Savage thinks that many gay men, particularly of Thorpe and Savage’s generation, who are now open after years in the closet, may still have an “internalized homophobia” that is difficult to shake. They spent the formative years of their lives trying to pass for straight, trying not to be seen (or heard) as gay. When Thorpe cringes at the sound of a proudly gay man’s voice, it may be a vestige of that fear surfacing, that old instinct to self-police.
Thorpe gets surprisingly revealing interviews with George Takei, Don Lemon, Margaret Cho and David Sedaris about this. Sedaris talks about how, when somebody doesn’t assume that he’s gay because of his distinctive speaking voice, it makes him feel good for a second. And then, of course, he feels ashamed at feeling good about that. Tim Gunn of “Project Runway” (who seems like an all-around wonderful human being) has a simpler response when somebody says he sounds like he’s gay: “Thank you!”
As a filmmaker, Thorpe is merely serviceable, and “Do I Sound Gay?” has trouble keeping all its different strands — political, cultural, personal — from tangling on screen, and takes some detours along the way, such as an examination of the “dandy” in cinema, that feel like digressions. As a personal essayist, though, Thorpe has a voice that ought to be heard.

.....

• _JOB_:
Reproduce the review excerpt above about the documentary "Do I Sound Gay?" in full, word for word.

Stored data entries:
.....

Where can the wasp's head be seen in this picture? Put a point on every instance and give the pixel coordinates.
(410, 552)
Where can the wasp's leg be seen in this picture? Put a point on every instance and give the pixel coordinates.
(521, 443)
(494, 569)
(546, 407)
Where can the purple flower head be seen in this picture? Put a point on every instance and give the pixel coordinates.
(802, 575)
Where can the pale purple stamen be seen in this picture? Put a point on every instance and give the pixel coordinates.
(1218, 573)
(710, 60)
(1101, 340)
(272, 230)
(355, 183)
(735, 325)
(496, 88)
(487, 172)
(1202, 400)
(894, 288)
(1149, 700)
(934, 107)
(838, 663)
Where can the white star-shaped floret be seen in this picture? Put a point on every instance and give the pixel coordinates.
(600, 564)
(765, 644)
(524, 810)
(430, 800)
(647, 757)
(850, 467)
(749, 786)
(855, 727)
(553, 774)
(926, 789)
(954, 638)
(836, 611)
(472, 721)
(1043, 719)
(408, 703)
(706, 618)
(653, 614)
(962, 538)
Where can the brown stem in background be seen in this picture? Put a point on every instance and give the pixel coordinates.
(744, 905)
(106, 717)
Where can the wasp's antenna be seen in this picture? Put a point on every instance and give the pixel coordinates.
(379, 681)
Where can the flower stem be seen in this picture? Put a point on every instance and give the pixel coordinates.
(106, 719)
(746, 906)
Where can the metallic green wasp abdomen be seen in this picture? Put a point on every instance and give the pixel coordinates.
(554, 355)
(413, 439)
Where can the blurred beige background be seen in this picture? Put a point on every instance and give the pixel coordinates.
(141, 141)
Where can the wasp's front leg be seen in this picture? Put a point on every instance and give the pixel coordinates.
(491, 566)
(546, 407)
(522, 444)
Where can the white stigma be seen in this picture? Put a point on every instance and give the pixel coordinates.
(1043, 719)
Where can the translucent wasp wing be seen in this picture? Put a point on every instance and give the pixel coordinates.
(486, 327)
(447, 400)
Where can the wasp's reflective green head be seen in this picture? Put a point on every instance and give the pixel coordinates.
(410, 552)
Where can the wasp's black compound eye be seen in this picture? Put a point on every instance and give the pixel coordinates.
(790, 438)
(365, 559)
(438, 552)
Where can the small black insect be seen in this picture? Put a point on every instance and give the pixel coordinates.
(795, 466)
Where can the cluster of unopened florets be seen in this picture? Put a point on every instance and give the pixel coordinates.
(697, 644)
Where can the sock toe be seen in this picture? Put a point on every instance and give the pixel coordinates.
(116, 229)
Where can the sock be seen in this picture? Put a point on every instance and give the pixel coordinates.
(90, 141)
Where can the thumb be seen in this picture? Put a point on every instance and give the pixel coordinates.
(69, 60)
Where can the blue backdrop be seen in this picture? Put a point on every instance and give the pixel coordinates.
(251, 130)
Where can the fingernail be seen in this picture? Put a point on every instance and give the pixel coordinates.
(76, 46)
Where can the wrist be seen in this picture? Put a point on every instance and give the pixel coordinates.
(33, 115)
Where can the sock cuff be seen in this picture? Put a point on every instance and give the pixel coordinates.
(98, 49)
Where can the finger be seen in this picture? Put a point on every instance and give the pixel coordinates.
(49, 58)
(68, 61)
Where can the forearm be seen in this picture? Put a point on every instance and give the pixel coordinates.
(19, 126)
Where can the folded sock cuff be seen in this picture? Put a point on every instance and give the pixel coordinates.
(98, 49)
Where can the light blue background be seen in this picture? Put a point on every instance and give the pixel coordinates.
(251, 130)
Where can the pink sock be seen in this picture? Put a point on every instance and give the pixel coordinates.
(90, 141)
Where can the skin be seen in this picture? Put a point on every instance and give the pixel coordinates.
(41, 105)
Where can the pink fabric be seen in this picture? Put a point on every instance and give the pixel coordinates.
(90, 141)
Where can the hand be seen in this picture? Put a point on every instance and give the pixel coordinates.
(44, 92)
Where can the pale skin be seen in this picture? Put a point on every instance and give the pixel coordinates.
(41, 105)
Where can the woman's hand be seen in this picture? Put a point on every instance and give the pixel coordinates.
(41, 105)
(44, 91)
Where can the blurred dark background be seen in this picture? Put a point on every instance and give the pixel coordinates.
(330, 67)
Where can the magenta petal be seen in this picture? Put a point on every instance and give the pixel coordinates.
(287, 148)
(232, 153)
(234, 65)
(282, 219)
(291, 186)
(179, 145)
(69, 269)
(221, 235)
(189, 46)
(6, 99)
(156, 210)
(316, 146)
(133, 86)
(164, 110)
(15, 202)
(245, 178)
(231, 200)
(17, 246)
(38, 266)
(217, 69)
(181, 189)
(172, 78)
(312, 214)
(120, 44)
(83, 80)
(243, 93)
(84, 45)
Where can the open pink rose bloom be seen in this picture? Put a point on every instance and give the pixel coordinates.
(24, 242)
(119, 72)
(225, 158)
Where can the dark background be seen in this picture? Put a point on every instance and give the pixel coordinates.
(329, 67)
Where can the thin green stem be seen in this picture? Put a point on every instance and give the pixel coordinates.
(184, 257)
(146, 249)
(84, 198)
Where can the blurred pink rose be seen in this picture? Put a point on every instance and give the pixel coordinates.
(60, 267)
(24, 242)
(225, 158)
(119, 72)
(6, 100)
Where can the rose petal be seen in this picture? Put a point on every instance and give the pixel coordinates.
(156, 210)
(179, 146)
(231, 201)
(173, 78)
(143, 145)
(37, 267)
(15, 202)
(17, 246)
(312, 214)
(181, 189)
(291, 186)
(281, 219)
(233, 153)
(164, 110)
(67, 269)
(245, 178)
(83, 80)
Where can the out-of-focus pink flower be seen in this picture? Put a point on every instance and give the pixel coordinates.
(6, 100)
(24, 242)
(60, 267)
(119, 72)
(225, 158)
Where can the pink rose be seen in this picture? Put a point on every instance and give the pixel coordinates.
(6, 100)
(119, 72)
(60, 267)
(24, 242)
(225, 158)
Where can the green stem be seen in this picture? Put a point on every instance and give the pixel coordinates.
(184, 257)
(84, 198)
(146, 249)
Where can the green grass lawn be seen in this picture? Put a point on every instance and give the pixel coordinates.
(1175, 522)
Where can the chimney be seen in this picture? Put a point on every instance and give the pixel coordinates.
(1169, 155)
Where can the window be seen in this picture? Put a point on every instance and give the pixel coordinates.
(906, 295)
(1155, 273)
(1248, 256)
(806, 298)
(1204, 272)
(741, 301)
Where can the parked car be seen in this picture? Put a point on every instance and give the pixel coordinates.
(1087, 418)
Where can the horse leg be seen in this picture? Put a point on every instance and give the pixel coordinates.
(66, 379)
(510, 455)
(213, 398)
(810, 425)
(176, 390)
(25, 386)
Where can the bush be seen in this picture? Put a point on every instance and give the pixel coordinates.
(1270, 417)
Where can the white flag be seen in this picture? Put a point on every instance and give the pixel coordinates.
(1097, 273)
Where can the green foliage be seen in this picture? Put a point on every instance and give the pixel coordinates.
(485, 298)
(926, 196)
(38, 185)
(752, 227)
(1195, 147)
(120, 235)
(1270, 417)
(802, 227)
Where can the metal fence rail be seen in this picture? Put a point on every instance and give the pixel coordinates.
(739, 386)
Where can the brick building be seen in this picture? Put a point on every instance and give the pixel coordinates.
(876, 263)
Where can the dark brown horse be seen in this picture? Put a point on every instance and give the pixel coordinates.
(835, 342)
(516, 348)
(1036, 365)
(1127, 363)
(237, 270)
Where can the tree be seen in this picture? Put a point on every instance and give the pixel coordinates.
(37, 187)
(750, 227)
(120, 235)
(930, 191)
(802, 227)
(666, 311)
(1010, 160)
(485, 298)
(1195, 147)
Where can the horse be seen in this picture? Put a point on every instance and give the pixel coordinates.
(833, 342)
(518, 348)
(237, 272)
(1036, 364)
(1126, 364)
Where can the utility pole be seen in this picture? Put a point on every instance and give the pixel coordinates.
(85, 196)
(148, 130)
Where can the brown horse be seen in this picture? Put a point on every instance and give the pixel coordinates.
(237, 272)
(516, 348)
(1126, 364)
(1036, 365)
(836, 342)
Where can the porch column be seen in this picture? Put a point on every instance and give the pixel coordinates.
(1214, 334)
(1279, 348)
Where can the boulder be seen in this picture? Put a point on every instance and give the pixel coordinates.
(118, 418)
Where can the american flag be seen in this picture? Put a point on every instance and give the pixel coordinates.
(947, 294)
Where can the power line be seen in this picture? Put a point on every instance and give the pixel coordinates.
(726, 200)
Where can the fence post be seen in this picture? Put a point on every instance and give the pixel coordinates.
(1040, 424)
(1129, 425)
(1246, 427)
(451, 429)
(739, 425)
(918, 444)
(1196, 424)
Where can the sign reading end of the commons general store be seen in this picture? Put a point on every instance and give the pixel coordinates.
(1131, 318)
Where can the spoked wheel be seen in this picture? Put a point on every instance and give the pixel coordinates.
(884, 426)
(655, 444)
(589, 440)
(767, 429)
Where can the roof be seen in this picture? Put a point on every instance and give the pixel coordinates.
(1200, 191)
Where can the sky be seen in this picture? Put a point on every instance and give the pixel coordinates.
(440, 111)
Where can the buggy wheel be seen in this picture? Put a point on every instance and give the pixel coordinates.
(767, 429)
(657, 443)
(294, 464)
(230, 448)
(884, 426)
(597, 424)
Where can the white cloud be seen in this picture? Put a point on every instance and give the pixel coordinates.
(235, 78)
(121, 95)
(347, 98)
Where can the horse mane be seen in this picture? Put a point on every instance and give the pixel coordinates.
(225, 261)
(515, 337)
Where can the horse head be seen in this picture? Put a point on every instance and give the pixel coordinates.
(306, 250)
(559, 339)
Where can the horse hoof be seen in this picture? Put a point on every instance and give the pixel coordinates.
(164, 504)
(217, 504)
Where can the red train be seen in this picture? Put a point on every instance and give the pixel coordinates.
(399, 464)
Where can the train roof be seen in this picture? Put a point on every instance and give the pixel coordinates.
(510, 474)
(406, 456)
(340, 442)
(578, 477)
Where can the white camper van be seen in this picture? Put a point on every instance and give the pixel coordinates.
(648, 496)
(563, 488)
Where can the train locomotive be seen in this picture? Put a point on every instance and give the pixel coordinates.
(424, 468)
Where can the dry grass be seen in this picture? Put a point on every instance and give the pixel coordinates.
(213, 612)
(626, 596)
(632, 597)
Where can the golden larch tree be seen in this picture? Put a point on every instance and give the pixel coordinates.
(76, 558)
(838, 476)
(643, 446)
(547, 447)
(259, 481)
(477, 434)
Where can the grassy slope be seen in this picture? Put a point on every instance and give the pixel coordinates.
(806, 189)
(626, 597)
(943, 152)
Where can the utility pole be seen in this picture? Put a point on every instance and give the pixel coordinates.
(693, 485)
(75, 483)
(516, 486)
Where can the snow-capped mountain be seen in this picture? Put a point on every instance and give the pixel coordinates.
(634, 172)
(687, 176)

.....

• _SOLUTION BELOW_:
Savage thinks that many gay men, particularly of Thorpe and Savage’s generation, who are now open after years in the closet, may still have an “internalized homophobia” that is difficult to shake. They spent the formative years of their lives trying to pass for straight, trying not to be seen (or heard) as gay. When Thorpe cringes at the sound of a proudly gay man’s voice, it may be a vestige of that fear surfacing, that old instinct to self-police.
Thorpe gets surprisingly revealing interviews with George Takei, Don Lemon, Margaret Cho and David Sedaris about this. Sedaris talks about how, when somebody doesn’t assume that he’s gay because of his distinctive speaking voice, it makes him feel good for a second. And then, of course, he feels ashamed at feeling good about that. Tim Gunn of “Project Runway” (who seems like an all-around wonderful human being) has a simpler response when somebody says he sounds like he’s gay: “Thank you!”
As a filmmaker, Thorpe is merely serviceable, and “Do I Sound Gay?” has trouble keeping all its different strands — political, cultural, personal — from tangling on screen, and takes some detours along the way, such as an examination of the “dandy” in cinema, that feel like digressions. As a personal essayist, though, Thorpe has a voice that ought to be heard.